- DATASET ENTRIES:

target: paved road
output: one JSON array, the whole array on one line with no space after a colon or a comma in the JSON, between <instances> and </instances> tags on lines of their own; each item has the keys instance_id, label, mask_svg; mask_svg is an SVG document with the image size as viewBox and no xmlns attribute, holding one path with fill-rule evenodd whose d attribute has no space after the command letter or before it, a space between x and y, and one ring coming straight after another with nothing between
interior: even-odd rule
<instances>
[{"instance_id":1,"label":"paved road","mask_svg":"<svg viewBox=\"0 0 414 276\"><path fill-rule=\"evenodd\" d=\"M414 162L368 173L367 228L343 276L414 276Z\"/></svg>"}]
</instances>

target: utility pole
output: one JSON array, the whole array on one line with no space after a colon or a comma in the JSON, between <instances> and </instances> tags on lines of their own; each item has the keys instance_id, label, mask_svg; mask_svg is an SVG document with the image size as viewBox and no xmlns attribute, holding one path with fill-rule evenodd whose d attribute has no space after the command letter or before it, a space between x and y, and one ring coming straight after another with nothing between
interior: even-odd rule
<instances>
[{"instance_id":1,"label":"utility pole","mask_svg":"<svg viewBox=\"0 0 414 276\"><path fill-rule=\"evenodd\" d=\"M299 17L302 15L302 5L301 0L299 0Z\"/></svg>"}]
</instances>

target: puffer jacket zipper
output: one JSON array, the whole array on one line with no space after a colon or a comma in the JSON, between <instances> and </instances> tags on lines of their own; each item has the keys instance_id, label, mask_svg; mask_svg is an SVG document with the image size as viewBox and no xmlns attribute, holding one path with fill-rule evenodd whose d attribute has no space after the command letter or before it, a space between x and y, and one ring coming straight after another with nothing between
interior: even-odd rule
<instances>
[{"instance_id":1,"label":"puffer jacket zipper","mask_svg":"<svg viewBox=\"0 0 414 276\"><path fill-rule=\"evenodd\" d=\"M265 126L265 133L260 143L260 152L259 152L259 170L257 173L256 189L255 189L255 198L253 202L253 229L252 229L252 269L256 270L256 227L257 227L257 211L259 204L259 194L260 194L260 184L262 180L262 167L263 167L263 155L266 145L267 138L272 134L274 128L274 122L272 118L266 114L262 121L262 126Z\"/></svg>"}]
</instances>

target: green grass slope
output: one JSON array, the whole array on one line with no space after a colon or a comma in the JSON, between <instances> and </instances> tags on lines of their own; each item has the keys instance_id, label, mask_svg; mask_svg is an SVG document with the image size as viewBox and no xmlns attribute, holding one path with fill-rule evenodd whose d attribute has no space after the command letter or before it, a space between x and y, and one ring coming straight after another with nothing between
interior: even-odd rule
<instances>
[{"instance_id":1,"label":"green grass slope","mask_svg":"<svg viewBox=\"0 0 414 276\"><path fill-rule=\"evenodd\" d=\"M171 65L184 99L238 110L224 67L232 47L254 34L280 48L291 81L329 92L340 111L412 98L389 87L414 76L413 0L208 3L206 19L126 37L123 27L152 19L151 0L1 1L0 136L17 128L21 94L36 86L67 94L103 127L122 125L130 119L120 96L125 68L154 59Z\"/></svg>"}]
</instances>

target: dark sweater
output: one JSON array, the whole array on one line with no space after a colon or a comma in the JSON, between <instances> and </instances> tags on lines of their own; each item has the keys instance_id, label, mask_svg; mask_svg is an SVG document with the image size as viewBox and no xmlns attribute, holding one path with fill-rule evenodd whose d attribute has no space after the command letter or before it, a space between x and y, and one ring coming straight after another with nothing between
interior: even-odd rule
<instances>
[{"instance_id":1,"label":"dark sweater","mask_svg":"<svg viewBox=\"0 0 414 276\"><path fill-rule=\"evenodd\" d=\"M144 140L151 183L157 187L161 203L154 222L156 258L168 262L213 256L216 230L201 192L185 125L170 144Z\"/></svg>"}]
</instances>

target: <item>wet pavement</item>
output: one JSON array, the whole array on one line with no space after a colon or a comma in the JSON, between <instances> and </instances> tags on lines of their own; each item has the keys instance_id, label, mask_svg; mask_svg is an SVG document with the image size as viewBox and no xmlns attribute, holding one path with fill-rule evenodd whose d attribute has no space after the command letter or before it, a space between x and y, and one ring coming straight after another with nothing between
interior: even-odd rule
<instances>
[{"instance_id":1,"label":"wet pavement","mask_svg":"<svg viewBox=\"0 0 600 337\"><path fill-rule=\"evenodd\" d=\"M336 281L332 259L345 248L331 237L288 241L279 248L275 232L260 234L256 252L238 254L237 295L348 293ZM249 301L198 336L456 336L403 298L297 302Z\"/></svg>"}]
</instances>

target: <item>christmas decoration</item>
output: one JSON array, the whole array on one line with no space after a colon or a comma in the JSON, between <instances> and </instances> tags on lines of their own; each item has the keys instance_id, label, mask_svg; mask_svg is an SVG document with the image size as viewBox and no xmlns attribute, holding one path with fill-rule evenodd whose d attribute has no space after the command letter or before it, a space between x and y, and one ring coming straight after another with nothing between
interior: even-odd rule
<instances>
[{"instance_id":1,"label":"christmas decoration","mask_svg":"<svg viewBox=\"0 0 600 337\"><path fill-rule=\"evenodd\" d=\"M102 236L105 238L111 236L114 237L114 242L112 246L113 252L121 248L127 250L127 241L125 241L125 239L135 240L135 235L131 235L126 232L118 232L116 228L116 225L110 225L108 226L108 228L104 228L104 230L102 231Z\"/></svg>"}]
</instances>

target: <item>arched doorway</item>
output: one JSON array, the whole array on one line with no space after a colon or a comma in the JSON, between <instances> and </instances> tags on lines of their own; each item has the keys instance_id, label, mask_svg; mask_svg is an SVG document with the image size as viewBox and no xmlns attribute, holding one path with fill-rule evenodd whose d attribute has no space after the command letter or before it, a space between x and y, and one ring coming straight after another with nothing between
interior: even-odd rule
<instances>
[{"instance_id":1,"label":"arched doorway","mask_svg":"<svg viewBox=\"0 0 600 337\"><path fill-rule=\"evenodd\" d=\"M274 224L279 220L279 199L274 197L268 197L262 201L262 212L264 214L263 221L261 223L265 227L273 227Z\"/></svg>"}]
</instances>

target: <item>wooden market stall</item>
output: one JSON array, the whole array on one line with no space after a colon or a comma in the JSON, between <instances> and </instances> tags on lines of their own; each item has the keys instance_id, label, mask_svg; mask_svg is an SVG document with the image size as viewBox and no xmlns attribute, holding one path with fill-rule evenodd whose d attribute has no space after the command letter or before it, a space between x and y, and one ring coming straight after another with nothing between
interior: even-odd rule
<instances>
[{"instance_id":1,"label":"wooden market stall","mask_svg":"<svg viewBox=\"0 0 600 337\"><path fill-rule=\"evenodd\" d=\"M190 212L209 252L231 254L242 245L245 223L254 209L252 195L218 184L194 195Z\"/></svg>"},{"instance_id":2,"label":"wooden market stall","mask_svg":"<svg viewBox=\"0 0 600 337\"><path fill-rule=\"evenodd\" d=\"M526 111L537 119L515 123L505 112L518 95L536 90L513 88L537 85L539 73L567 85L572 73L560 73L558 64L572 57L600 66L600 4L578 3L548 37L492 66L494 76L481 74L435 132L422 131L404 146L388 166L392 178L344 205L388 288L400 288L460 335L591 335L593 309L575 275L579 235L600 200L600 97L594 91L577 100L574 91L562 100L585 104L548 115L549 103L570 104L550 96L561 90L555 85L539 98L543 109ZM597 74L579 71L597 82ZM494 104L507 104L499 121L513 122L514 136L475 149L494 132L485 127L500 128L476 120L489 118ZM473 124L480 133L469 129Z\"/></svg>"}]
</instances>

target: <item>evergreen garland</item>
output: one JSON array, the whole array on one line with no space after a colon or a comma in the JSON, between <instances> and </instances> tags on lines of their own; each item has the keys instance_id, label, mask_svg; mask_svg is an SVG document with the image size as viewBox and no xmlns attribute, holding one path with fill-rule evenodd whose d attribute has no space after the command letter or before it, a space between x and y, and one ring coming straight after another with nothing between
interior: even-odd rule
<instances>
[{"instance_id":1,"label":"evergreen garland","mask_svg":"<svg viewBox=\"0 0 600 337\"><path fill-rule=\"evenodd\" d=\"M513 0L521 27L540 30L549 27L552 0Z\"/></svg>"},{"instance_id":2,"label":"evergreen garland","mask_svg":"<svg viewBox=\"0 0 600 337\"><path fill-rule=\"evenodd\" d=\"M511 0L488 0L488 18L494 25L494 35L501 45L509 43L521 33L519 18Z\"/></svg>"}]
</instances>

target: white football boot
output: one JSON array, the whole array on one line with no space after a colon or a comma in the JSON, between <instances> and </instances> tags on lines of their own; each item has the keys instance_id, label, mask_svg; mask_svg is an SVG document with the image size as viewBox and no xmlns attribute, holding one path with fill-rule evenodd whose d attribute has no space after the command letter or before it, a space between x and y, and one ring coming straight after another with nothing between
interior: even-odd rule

- WHAT IS EXPECTED: Only the lines from the one with "target: <item>evergreen garland</item>" to the end of the listing are wanted. Print them exactly, keeping both ends.

- TASK OUTPUT:
target: <item>evergreen garland</item>
output: one JSON array, the whole array on one line with no space after a colon or a comma in the JSON, between <instances> and </instances> tags on lines of their own; each item has the keys instance_id, label, mask_svg; mask_svg is an SVG document with the image size as viewBox and no xmlns attribute, holding one path with fill-rule evenodd whose d attribute has no space after the command letter or before it, a space between x and y, and one ring coming straight after another with nothing between
interior: even-odd rule
<instances>
[{"instance_id":1,"label":"evergreen garland","mask_svg":"<svg viewBox=\"0 0 600 337\"><path fill-rule=\"evenodd\" d=\"M513 0L521 27L540 30L549 27L552 0Z\"/></svg>"},{"instance_id":2,"label":"evergreen garland","mask_svg":"<svg viewBox=\"0 0 600 337\"><path fill-rule=\"evenodd\" d=\"M511 0L488 0L488 18L494 25L494 35L501 45L509 43L521 33L519 18Z\"/></svg>"}]
</instances>

target: white football boot
output: one JSON array, the whole array on one line with no space after a colon or a comma in the JSON, between <instances> and </instances> tags on lines of their own; each item has the keys instance_id, label, mask_svg; mask_svg is an SVG document with the image size as viewBox and no xmlns attribute, holding one path with fill-rule evenodd whose d attribute has no space after the command letter or before it, a space between x and y, and one ring coming straight after another with nothing between
interior: even-odd rule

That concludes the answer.